Stored items:
--------------------------------------------------

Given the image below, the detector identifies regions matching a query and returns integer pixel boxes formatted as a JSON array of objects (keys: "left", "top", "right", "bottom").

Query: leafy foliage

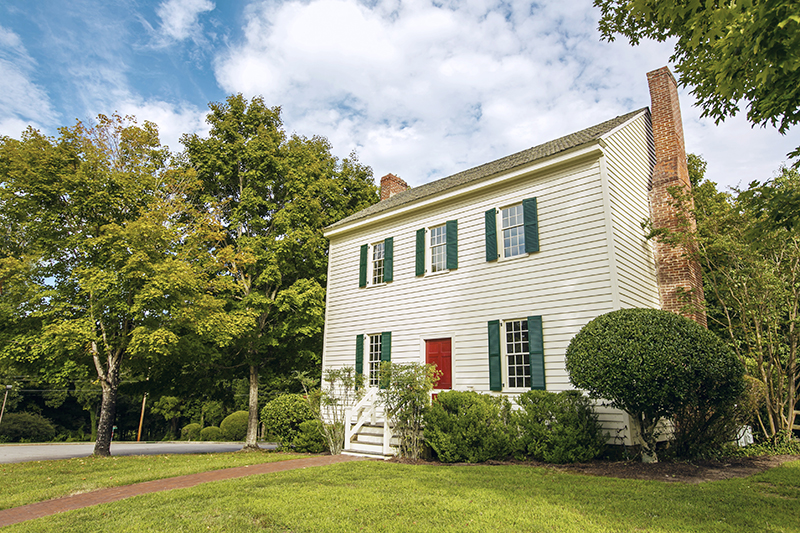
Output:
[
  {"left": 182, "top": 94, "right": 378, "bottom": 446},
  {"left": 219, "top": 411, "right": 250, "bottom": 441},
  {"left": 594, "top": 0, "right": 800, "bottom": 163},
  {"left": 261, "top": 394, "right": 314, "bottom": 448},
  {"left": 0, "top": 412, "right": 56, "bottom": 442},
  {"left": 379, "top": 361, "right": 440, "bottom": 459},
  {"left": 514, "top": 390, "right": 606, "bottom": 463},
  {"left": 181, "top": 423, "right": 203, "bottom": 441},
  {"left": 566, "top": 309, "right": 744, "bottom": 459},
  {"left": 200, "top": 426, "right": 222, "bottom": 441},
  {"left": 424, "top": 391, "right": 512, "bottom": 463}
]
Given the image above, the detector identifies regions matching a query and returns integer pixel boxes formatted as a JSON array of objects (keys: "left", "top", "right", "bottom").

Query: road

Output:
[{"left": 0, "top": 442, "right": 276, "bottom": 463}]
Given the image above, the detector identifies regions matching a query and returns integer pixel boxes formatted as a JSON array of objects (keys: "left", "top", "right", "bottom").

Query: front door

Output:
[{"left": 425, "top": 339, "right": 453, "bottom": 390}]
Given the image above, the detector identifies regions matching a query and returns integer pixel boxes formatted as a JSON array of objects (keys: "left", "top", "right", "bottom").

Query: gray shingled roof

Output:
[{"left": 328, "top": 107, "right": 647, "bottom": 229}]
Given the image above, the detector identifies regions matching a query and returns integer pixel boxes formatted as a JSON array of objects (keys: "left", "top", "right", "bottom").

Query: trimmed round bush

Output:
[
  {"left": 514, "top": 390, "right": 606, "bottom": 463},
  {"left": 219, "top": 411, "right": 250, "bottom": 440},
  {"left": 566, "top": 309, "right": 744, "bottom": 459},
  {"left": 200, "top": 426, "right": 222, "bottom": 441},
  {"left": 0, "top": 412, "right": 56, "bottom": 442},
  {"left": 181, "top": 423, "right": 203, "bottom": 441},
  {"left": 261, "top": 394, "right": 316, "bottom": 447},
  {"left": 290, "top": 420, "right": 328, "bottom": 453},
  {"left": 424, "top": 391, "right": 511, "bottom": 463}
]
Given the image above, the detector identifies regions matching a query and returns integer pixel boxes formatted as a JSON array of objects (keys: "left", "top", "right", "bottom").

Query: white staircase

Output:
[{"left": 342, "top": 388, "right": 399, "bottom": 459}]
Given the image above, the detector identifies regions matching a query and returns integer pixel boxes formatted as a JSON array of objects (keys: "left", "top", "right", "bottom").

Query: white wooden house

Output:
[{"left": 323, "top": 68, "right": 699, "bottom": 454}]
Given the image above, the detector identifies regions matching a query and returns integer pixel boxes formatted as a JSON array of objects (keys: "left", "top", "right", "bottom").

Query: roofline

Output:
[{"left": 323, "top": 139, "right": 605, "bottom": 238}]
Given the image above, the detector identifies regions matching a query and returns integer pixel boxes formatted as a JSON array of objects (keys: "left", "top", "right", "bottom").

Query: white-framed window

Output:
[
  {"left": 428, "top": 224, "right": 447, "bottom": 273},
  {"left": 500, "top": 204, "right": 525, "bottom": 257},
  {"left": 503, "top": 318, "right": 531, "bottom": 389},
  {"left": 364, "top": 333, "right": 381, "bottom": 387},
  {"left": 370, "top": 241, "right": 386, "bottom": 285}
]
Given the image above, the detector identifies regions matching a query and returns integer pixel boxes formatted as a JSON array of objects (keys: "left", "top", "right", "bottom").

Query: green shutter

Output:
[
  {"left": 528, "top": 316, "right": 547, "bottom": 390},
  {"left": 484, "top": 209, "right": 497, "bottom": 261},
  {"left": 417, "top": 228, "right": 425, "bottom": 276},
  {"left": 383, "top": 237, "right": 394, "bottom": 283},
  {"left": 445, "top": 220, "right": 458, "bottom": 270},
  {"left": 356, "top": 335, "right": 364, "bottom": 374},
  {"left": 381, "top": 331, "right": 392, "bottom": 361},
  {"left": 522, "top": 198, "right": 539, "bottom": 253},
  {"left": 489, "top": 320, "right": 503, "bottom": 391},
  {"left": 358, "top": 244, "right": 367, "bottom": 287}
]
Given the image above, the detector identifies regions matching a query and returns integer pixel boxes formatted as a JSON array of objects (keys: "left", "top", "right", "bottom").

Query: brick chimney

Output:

--------------------------------------------------

Pull out each line of the records above that contains the word "white", and copy those lines unchanged.

* _Result of this task_
Query: white staircase
Query: white wooden house
Query: white-framed window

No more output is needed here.